| BRIEF |
Copy word for word the lines from the start of the records through the line that contains "point(281, 506)", both included.
· · · · · · ·
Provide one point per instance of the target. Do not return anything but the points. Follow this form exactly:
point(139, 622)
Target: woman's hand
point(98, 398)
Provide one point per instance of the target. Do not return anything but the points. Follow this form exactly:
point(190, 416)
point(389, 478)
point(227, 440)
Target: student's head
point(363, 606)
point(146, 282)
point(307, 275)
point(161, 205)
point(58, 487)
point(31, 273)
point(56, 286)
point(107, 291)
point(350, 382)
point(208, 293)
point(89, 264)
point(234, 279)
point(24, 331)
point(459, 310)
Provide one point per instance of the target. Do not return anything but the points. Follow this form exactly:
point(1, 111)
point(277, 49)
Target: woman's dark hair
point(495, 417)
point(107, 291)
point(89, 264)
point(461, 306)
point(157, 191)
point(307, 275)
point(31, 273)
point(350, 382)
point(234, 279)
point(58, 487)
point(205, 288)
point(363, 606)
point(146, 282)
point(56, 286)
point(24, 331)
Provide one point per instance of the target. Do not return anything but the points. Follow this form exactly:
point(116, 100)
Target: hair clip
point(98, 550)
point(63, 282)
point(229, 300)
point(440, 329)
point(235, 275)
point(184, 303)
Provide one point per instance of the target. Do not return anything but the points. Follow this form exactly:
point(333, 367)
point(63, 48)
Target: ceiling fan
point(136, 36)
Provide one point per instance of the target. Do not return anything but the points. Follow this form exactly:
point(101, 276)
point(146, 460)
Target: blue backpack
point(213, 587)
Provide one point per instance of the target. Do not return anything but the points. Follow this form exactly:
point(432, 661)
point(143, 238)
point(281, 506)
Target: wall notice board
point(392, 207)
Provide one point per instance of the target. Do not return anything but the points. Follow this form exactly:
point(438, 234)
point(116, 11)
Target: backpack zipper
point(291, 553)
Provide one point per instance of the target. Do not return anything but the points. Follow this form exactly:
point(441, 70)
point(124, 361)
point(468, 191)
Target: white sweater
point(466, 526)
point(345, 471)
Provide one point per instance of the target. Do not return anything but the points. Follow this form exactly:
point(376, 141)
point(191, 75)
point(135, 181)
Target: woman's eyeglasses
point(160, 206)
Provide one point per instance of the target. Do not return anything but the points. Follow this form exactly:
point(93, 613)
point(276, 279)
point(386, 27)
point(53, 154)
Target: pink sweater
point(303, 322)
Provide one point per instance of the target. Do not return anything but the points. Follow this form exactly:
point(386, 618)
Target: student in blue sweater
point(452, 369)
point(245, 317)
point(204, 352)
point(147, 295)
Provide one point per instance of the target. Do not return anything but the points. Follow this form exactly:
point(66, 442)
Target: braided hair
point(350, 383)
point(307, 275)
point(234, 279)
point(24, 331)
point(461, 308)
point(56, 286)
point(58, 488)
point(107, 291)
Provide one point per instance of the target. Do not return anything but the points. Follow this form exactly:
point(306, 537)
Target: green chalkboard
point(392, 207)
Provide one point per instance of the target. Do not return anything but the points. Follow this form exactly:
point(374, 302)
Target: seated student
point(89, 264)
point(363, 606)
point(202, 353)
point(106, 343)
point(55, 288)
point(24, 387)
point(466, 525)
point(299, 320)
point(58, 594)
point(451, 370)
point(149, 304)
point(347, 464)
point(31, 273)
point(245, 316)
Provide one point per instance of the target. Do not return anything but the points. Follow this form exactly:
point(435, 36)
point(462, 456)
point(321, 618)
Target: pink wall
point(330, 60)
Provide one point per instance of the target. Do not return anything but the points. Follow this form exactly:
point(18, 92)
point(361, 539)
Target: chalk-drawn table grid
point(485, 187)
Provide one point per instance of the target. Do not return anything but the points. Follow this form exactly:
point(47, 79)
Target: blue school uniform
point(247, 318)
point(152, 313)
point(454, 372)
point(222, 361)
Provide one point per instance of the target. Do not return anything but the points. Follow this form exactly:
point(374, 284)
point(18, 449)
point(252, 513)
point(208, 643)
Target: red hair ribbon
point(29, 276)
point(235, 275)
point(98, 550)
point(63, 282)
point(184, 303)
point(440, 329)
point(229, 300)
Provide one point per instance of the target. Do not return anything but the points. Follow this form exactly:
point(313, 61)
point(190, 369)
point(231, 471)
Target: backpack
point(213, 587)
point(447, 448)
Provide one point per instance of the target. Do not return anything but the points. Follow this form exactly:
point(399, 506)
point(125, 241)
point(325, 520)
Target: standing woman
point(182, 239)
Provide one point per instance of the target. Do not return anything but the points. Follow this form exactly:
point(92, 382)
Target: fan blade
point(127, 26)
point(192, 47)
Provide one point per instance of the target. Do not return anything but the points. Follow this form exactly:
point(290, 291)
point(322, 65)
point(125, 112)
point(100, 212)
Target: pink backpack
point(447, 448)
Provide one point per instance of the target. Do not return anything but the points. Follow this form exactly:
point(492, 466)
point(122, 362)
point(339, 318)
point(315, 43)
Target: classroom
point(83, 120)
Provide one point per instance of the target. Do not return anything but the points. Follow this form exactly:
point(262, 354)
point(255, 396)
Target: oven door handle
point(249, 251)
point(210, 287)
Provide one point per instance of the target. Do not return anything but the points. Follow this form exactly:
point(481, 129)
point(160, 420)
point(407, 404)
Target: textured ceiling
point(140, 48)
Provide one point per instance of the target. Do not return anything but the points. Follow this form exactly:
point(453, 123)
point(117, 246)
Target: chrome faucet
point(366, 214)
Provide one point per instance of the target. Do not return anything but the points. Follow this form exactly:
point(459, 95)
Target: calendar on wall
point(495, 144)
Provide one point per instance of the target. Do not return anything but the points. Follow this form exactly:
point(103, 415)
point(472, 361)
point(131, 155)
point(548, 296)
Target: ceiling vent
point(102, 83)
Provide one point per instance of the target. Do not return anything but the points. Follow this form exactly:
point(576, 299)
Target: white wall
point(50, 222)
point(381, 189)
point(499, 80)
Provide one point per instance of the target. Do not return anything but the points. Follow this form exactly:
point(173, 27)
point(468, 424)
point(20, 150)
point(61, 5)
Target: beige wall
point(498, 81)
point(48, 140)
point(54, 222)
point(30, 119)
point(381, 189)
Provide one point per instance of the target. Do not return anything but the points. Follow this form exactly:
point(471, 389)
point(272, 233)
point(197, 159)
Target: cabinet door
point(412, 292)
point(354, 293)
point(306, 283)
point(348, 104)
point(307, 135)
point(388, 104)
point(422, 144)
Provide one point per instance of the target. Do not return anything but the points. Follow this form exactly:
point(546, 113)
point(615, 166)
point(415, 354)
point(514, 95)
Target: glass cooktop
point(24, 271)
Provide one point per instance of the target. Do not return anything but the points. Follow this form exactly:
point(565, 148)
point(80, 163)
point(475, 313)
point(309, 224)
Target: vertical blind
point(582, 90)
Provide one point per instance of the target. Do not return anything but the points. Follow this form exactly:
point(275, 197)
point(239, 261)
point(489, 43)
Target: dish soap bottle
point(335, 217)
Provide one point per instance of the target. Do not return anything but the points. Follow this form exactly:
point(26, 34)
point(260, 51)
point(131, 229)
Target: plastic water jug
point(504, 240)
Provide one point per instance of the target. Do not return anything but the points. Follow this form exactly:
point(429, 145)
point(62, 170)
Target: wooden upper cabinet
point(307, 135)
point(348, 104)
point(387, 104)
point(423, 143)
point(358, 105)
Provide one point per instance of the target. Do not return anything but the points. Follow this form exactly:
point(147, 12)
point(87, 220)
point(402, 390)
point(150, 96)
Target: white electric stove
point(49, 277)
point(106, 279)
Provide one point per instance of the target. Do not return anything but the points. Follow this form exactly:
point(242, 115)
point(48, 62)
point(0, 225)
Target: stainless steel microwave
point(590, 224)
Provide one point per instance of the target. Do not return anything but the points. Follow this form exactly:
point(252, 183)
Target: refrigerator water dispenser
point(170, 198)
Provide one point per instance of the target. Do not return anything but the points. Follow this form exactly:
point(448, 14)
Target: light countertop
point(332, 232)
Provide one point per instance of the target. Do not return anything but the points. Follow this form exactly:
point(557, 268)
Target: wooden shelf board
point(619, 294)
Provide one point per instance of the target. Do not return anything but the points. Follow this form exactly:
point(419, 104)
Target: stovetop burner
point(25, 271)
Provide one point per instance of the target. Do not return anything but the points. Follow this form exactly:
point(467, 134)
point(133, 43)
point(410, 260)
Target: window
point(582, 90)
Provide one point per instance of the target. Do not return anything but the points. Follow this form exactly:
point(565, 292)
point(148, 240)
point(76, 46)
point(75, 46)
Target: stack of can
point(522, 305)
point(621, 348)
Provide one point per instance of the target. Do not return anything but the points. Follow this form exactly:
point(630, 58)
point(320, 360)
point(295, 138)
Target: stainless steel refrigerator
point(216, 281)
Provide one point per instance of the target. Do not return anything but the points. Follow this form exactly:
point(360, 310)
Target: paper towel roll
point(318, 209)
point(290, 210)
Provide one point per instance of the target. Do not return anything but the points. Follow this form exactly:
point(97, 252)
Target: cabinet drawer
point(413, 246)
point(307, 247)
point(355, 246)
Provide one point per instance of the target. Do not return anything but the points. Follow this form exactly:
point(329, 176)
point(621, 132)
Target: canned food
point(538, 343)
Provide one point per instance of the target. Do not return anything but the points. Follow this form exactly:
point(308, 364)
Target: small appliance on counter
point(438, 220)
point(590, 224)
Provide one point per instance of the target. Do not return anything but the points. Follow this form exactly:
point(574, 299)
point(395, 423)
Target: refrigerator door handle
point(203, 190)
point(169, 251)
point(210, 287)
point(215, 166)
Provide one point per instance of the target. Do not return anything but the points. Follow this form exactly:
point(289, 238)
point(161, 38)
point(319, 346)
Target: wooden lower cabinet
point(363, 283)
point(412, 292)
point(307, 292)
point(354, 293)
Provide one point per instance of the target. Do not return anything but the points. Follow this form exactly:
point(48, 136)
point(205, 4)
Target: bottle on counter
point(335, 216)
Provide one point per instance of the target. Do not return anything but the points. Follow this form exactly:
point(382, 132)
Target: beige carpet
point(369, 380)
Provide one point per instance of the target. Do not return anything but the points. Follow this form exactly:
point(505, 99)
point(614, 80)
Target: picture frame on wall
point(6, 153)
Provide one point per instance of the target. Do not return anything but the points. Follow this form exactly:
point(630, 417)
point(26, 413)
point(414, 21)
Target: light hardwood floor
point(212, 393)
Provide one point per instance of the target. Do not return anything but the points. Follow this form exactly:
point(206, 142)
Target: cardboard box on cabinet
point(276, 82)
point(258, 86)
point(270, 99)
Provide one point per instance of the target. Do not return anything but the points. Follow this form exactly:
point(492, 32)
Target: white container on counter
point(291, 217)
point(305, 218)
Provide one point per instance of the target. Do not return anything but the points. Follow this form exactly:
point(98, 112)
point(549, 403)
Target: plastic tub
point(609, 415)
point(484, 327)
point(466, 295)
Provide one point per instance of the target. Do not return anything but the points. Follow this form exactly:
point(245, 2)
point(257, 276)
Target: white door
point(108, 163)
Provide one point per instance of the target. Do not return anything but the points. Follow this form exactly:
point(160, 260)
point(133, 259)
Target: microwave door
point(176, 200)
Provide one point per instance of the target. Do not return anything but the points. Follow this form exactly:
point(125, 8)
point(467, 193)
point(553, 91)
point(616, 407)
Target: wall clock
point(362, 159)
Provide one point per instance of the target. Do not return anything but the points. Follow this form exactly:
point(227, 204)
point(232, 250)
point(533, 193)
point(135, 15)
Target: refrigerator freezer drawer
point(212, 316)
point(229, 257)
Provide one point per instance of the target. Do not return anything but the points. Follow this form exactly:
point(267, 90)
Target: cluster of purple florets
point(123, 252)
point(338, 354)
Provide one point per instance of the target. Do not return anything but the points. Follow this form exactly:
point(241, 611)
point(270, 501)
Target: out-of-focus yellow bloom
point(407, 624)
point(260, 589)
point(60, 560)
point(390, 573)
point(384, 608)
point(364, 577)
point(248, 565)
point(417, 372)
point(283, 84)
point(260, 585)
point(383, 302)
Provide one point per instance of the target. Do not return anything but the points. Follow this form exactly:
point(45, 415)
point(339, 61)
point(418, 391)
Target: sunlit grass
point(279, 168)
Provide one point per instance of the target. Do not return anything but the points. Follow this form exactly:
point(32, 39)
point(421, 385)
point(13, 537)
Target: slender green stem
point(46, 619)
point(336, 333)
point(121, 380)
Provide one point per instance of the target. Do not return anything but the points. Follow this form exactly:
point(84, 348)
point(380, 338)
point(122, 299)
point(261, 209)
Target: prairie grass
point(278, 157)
· · · · · · ·
| TASK RESPONSE |
Provide one point per instance of the target. Do not return anything but the points. Follow this form exactly:
point(139, 622)
Target: woman's hand
point(98, 398)
Provide one point per instance of the target. Do not return anything but the points. Follow this form exactly:
point(190, 416)
point(389, 478)
point(227, 440)
Target: student's head
point(363, 606)
point(146, 282)
point(307, 275)
point(161, 205)
point(58, 487)
point(31, 273)
point(56, 286)
point(107, 291)
point(350, 382)
point(208, 293)
point(89, 264)
point(234, 279)
point(24, 331)
point(459, 310)
Provide one point per instance of the target. Do not return anything but the points. Follow this form exactly:
point(1, 111)
point(277, 49)
Target: woman's dark hair
point(495, 417)
point(107, 291)
point(89, 264)
point(461, 306)
point(157, 191)
point(307, 275)
point(31, 273)
point(350, 382)
point(234, 279)
point(58, 487)
point(205, 288)
point(363, 606)
point(146, 282)
point(56, 286)
point(24, 331)
Provide one point per instance of the target. Do not return anything but the points. Follow this form exactly:
point(116, 100)
Target: hair clip
point(98, 550)
point(63, 282)
point(229, 300)
point(440, 329)
point(235, 275)
point(184, 303)
Provide one point per instance of the target. Do not return anything but the points. Follow this form exactly:
point(333, 367)
point(63, 48)
Target: ceiling fan
point(136, 36)
Provide one point per instance of the target. Do not return anything but the points. Follow this form exactly:
point(101, 276)
point(146, 460)
Target: blue backpack
point(213, 587)
Provide one point per instance of the target. Do not return anything but the points. Follow this form exactly:
point(432, 661)
point(143, 238)
point(281, 506)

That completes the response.